▶ [DATA EXTRACTS]:
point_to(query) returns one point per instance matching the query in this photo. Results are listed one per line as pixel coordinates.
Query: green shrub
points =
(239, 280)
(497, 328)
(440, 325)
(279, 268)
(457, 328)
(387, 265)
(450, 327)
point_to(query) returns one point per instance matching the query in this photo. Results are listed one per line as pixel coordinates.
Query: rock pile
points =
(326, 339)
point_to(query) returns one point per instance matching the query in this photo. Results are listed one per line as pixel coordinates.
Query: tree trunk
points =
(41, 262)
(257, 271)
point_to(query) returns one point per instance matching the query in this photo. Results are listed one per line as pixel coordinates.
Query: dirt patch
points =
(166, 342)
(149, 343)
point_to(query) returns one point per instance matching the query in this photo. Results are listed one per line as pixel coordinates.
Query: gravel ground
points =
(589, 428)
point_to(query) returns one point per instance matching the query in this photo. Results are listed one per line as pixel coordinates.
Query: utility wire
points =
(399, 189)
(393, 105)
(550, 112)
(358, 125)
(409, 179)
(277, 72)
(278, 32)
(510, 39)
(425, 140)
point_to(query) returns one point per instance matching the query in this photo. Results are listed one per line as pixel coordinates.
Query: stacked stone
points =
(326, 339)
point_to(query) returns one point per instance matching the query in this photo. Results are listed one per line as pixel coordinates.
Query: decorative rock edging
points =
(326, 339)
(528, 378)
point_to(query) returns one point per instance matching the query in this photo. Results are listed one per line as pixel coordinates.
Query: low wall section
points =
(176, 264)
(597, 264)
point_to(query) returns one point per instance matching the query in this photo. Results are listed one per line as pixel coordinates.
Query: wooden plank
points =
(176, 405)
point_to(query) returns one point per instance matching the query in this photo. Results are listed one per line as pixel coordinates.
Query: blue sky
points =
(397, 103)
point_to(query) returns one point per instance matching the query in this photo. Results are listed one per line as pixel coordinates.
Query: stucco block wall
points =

▶ [ASSIGNMENT]: The answer must be the full data, repeated word for word.

▶ [YOUR SOLUTION]:
point_to(query) returns one point per instance matching the query in this photo. Results are listed one per line as pixel coordinates.
Query: green shrub
points =
(239, 280)
(497, 328)
(440, 325)
(279, 268)
(457, 328)
(387, 265)
(450, 327)
point_to(query) returns one point per instance matching the query in this photo. Results are listed one per line as pixel coordinates.
Query: rock pile
points =
(326, 339)
point_to(query) returns one point per instance matching the query in this photo. Results are listed one per line as pixel coordinates.
Query: tree trunk
points =
(41, 262)
(257, 271)
point_to(query) returns one point per instance matching the query in this photo. Results are listed one per line as pixel coordinates.
Query: dirt patch
points =
(166, 342)
(149, 343)
point_to(query) returns one point per instance matching the query in this photo. Results are listed one per line as pixel coordinates.
Query: gravel ground
points =
(589, 428)
point_to(query) returns one point per instance matching the query in this photo. Results are listed one per line as pixel coordinates.
Query: utility wire
points =
(399, 189)
(393, 105)
(550, 112)
(358, 125)
(409, 179)
(277, 72)
(278, 32)
(510, 39)
(425, 140)
point_to(query) returns one point per instance matching the query in this photo. Results are listed one per line as pixel coordinates.
Query: stacked stone
points =
(326, 339)
point_to(query) returns one point per instance matching the query in this photo. Results are listed one per line as pixel coordinates.
Query: decorative rock edging
points =
(326, 339)
(528, 378)
point_to(query) returns one point per instance matching the query in this photo. Results are listed one per line as pixel coordinates.
Query: low wall section
points =
(176, 264)
(597, 264)
point_to(query) returns one point per instance matching the query in this photo. Results are listed one per line as pixel coordinates.
Query: wooden plank
points =
(176, 405)
point_to(query) returns one point per instance matching the query in this photo. Results are listed one per line as pixel coordinates.
Query: blue sky
points =
(397, 103)
point_to(query) returns one point per instance matching the query in this photo. Results are listed one per line as pixel coordinates.
Query: stucco block wall
points =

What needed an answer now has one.